— Records for the task —

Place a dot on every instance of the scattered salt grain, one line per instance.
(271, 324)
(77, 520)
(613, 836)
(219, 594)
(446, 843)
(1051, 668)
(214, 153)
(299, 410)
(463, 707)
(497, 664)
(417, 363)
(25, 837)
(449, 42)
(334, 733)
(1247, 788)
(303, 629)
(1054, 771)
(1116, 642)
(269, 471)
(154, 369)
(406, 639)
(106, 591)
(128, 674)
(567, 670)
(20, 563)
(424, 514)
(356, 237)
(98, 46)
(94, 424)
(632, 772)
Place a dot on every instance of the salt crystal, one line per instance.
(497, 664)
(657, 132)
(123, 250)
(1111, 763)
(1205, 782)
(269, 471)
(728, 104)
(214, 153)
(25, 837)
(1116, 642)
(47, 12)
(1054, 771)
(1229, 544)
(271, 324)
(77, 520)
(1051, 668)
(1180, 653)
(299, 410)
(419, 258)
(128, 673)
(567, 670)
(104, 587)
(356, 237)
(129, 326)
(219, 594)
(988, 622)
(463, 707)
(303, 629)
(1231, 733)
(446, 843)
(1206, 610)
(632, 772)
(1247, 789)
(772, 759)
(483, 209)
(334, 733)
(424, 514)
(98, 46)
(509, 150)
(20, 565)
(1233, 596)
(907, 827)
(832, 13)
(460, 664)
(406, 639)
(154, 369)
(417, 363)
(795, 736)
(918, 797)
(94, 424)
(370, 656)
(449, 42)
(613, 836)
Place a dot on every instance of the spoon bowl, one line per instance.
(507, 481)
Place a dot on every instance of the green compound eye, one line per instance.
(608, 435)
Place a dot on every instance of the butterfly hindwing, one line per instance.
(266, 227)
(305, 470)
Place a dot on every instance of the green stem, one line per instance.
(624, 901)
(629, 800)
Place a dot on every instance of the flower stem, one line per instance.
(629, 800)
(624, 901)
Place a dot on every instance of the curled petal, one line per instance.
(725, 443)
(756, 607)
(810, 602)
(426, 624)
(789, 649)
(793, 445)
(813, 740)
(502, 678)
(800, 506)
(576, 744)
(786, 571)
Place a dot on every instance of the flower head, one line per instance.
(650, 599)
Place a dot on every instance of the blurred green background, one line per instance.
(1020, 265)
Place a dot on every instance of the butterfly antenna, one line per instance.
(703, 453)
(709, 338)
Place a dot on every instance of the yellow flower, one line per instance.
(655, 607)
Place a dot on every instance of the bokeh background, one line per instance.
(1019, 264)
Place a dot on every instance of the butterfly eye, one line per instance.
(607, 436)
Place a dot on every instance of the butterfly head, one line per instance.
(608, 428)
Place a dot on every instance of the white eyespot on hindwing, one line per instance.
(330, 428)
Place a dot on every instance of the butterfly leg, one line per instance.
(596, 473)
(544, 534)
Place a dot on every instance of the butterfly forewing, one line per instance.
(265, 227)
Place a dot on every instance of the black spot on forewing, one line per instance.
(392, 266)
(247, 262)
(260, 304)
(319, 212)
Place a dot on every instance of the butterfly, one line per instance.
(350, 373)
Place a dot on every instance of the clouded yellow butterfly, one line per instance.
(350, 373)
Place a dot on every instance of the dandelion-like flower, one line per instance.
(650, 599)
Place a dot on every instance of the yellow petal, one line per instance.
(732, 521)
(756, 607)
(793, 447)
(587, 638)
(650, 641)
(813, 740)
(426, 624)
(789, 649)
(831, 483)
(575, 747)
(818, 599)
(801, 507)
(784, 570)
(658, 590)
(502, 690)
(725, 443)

* * *

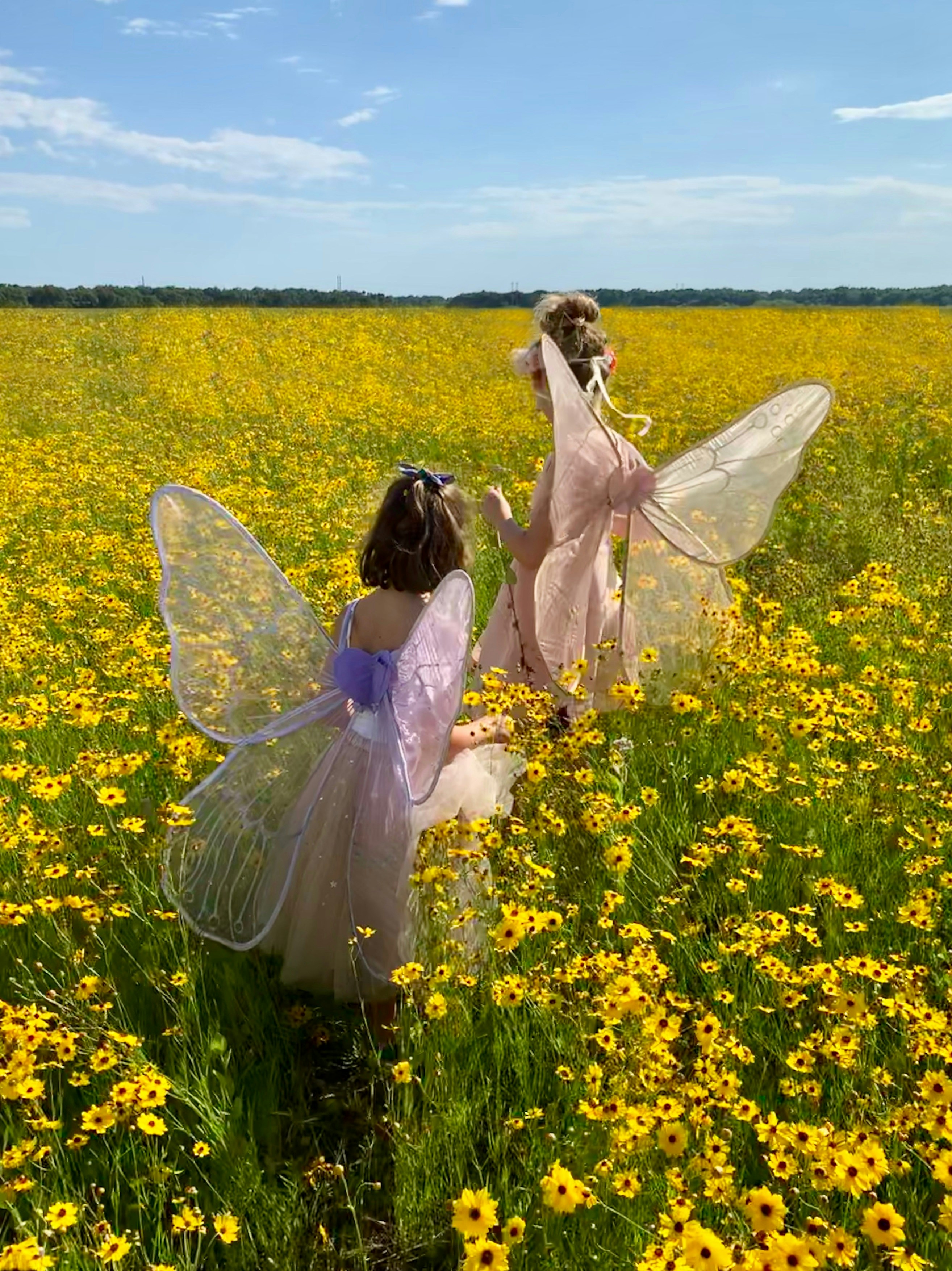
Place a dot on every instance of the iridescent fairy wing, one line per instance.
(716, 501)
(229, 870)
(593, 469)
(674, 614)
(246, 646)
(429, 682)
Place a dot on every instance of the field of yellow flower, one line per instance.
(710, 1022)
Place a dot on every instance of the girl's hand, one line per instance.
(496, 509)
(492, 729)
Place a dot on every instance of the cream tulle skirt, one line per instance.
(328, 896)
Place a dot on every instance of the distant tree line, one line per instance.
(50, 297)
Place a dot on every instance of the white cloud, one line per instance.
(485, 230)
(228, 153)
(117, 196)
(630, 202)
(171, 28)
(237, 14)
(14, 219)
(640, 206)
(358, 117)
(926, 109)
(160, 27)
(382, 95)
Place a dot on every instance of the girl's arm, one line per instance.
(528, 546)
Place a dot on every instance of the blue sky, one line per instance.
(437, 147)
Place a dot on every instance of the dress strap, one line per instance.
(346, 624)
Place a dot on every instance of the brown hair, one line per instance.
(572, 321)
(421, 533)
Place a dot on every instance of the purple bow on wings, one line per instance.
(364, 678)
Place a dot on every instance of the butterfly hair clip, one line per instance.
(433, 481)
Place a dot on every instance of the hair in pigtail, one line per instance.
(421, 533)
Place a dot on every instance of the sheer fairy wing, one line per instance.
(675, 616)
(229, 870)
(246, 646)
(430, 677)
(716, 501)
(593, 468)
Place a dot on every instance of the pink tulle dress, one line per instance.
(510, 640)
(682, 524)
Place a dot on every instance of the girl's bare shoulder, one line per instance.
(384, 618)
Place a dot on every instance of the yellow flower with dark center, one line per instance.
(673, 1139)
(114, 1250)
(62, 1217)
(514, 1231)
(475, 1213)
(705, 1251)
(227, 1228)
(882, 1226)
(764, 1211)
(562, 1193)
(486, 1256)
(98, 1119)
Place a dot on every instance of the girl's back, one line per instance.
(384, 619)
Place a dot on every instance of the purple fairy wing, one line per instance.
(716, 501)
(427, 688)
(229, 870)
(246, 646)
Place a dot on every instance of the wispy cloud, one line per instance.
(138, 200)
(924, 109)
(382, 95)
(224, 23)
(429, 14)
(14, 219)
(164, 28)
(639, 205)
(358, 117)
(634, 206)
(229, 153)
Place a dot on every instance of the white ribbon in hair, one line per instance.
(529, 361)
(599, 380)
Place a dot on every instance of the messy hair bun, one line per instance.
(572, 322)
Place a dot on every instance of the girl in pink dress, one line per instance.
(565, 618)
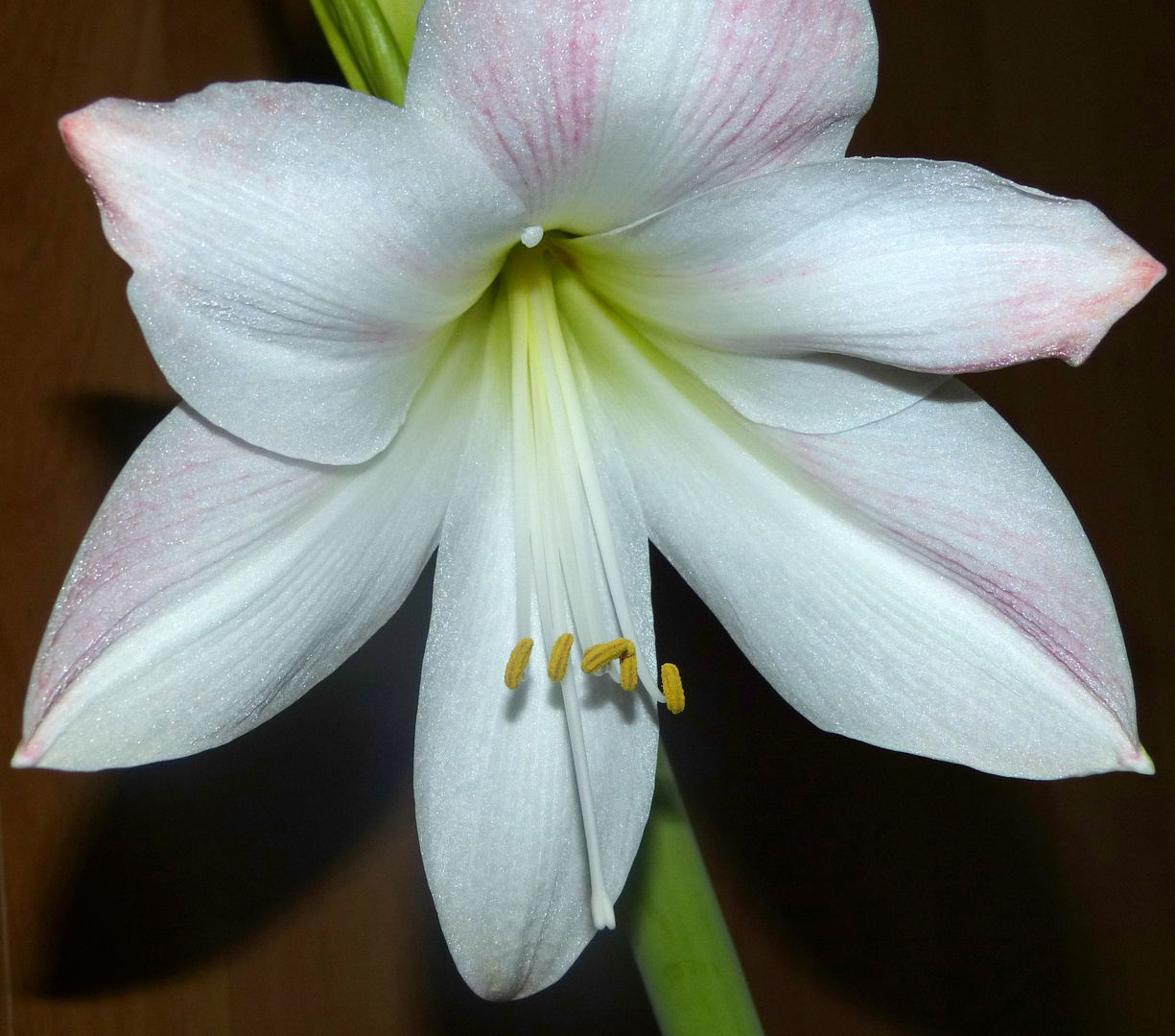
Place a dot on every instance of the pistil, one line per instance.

— Problem details —
What is needed is an exact copy of the lines above, from the one holding "Place a dot on every instance of the messy" down to the one holding "Place a dot on every instance of the pistil, one", with those two included and the pictures left out.

— Answer below —
Place a dot on every instance of the messy hair bun, one line per instance.
(572, 322)
Place a dot on every instance of the girl in pink dress, one line per instance.
(565, 618)
Place a dot on every instance of the pistil, one line per instance.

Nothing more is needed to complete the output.